Tamamlanacak alıştırmalar:
(a) Ankara Düşünceye Özgürlük Girişimi'nin kampanyasını anlatan metne göre kampanya metnini kaç kişi imzalamıştır?
(b) Ankara Düşünceye Özgürlük Girişimi'nin kampanyasını anlatan haber metnini kaldığı yerden devam ettirin.

Verilen metin:
******************************
Bir grup gazeteci, yazar ve akademisyen, Cumhurbaşkanı Tayyip Erdoğan’ın Can Dündar ve Erdem Gül’ün tutukluluğu için “hak ihlali” diyen Anayasa Mahkemesi kararına “kararı tanımıyorum, saygı da duymuyorum” sözleri, Gülen Cemaati’ne yakın şirket ve medya organlarına kayyum atamaları, Kürt sorunun şiddet yoluyla çözülmeye çalışılması ve medyaya yönelik baskıları kınadı.
Ankara Düşünceye Özgürlük Girişimi tarafından kaleme alınan "Zulmün artsın ki tez zeval bulasın" başlıklı kampanyada, “Sönmekte olan ateş bol duman salarmış. Erdoğan Rejimi bütün cephanesini cepheye sürüyor. Artık, Anadolu’nun binlerce yıllık deyimi hareket halindedir: Zulmün Artsın Ki Tez Zeval Bulasın” ifadelerine yer verildi.
Aralarında Aydın Engin, Semra Somersan, Ragıp Zarakolu, Hasan Cemal, Perihan Mağden, Fikret Başkaya ve Gençay Gürsoy’un da bulunduğu 60 kişinin imzaladığı metinde şu ifadelere yer verildi:
“Kürtlere tank top, şirketlere kayyum”
“Erdoğan rejiminin zıvanadan çıkarak topyekun hücuma geçmesi, binlerce yıllık Anadolu deyimini gündeme getiriyor: Zulmün Artsın Ki Tez Zeval Bulasın!
“Rejim, bir yandan, Kürt meselesini halletmek yerine direnen Kürtleri tankla topla yok etmeye çalışıyor.
******************************
Sağlanan veriler:

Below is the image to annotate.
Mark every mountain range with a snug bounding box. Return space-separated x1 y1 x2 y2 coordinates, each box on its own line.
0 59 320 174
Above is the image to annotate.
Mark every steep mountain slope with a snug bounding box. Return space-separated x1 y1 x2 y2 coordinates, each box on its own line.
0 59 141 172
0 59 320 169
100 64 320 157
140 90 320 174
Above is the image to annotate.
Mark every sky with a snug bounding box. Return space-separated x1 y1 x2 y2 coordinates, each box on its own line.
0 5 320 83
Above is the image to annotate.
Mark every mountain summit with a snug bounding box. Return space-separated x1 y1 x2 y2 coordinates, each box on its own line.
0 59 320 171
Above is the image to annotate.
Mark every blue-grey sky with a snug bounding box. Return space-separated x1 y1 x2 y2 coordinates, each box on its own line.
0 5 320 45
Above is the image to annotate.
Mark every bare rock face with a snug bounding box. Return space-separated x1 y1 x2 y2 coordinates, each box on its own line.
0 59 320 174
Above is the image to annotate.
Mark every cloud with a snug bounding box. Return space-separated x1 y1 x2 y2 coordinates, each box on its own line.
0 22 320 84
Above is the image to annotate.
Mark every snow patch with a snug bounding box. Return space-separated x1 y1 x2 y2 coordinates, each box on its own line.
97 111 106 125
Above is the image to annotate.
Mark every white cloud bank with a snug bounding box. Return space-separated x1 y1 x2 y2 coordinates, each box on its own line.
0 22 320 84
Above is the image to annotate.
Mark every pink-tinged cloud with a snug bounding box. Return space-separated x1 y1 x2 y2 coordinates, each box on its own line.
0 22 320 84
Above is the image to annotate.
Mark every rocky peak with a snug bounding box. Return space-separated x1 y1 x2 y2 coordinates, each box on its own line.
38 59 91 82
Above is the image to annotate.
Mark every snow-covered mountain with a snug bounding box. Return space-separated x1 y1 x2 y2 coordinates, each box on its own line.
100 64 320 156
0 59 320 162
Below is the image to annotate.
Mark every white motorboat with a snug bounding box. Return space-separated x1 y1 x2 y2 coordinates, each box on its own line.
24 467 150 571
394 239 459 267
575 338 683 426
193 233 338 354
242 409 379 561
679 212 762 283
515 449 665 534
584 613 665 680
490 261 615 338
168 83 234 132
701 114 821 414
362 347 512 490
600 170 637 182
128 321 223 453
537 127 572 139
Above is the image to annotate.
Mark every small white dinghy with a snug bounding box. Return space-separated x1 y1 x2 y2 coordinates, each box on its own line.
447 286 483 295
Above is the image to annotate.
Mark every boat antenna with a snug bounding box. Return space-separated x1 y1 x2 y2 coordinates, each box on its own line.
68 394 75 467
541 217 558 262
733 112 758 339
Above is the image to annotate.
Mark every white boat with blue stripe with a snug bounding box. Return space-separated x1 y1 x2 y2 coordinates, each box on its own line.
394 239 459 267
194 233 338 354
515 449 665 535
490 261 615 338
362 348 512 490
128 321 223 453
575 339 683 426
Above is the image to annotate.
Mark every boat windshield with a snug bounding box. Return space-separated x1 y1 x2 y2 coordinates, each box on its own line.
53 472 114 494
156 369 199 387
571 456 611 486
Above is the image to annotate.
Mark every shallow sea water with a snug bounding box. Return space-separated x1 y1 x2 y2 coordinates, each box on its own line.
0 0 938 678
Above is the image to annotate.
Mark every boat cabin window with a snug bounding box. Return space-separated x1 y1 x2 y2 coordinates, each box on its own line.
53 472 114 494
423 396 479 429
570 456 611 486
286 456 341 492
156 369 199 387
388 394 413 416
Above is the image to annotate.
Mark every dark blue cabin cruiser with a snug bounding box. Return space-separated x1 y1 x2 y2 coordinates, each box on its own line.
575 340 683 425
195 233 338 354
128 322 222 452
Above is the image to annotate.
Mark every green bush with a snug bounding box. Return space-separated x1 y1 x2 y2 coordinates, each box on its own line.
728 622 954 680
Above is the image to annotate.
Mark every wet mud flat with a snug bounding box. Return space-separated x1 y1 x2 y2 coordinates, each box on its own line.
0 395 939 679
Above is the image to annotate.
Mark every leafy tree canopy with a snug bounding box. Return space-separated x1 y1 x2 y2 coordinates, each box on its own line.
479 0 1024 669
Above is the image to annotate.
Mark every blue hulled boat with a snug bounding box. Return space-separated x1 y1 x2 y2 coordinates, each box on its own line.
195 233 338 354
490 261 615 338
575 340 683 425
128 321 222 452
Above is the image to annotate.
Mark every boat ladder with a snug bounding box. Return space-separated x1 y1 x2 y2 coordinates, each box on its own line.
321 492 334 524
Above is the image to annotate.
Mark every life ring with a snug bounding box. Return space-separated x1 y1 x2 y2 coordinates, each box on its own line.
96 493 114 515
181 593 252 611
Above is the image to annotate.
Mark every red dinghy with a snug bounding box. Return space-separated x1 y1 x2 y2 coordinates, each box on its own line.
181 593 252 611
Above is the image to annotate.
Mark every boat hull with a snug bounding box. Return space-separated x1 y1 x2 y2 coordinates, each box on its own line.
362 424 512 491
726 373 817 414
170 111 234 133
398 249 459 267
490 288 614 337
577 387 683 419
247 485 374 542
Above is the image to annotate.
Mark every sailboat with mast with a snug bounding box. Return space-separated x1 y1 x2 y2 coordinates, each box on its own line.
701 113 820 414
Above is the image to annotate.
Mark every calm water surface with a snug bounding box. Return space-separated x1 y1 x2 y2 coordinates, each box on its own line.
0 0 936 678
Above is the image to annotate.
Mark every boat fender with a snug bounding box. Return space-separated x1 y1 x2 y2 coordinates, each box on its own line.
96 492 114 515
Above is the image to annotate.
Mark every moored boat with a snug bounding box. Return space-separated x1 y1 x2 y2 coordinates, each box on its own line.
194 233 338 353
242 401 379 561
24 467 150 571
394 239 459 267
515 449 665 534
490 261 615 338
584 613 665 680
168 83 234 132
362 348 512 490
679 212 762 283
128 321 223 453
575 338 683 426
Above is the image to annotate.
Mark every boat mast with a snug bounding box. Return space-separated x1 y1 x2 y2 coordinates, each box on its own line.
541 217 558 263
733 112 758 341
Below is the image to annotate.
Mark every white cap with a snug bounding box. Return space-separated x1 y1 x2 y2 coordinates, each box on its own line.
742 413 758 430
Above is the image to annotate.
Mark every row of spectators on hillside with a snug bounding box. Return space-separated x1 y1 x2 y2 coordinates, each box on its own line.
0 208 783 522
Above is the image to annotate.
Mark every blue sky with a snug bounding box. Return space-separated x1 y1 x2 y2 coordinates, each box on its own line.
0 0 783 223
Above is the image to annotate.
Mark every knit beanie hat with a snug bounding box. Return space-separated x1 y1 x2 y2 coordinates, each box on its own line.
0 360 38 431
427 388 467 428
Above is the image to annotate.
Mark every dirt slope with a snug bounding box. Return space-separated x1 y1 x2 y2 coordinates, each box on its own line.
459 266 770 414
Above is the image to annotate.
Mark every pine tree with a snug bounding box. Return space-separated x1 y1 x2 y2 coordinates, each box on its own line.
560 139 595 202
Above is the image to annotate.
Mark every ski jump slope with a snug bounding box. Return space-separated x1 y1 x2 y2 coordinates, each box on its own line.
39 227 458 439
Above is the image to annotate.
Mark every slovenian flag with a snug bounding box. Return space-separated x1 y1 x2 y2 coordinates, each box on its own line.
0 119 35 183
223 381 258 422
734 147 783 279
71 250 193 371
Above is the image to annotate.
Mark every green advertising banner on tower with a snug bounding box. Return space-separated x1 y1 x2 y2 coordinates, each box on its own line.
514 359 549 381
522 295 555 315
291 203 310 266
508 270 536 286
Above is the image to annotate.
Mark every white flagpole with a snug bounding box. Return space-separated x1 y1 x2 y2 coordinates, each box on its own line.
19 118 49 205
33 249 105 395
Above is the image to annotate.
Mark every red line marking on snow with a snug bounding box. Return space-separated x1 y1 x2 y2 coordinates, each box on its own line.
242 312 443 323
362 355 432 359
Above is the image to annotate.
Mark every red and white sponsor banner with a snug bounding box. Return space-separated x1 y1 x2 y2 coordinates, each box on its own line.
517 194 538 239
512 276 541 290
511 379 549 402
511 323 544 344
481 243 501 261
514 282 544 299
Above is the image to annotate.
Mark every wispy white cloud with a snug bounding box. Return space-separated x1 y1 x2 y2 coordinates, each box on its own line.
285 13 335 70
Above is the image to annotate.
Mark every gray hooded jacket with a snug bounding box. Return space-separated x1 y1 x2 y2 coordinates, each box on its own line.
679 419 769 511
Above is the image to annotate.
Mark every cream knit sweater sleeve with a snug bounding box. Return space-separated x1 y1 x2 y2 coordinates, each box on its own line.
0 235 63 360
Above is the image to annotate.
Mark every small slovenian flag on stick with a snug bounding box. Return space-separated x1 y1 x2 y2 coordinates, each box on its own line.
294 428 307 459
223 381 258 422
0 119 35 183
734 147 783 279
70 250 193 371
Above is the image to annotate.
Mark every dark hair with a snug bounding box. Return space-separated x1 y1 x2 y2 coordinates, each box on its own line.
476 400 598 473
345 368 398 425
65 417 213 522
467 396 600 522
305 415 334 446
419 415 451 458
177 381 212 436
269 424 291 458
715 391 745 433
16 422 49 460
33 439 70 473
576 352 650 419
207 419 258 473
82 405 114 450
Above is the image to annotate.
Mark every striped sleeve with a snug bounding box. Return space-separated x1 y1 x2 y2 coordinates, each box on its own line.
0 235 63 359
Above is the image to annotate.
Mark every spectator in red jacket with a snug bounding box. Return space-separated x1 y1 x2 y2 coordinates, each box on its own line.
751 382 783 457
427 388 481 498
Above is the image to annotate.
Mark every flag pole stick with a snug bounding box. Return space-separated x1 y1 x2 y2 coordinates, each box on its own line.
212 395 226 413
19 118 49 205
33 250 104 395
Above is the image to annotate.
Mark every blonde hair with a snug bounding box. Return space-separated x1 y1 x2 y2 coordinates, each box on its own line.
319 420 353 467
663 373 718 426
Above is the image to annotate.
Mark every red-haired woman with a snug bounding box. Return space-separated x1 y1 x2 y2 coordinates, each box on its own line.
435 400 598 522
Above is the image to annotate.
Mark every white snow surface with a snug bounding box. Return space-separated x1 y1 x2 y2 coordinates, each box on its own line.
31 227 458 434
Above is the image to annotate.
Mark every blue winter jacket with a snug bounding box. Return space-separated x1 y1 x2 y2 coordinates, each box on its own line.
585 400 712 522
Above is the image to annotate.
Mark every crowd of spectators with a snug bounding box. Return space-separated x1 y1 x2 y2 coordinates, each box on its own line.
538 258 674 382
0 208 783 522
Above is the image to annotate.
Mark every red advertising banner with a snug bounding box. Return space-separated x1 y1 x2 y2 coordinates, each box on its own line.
******************************
Cevaplar:
(a) 60 kişi imzalamıştır.

(b)
“Diğer yandan, ‘Paraleller’ diye lakap taktığı Hizmet Hareketi/Cemaat’e yakın özel teşebbüs ve medya organları başta olmak üzere, ne kadar demokratik muhalefet odağı varsa tamamen hukuk dışı yollarla yok etmeye çalışıyor.
“Bunda, kötü yönetilen kurumları düzeltmek amacıyla hukukun devreye soktuğu kayyum müessesesini kullanıyor.
“Daha önce çok kârlı olan Bank Asya, Koza İpek Holding ve medya kuruluşları, şirketlerin bütçesinden on bin TL maaş verilen kayyumların yönetimine geçtikten sonra batırılma noktasına geldi. Satılmaları ve tasfiyeleri gündemde.
“Kayyumluk son olarak, Kayseri’nin en başarılı şirketler topluluğu Boydak Holding ve Türkiye’nin en fazla satan gazetesi Zaman’ı batırmak için görevlendirildi. Artık sırada Cumhuriyet gazetesi var.
“Erdoğan rejiminin hukuk dışı saldırganlığı...”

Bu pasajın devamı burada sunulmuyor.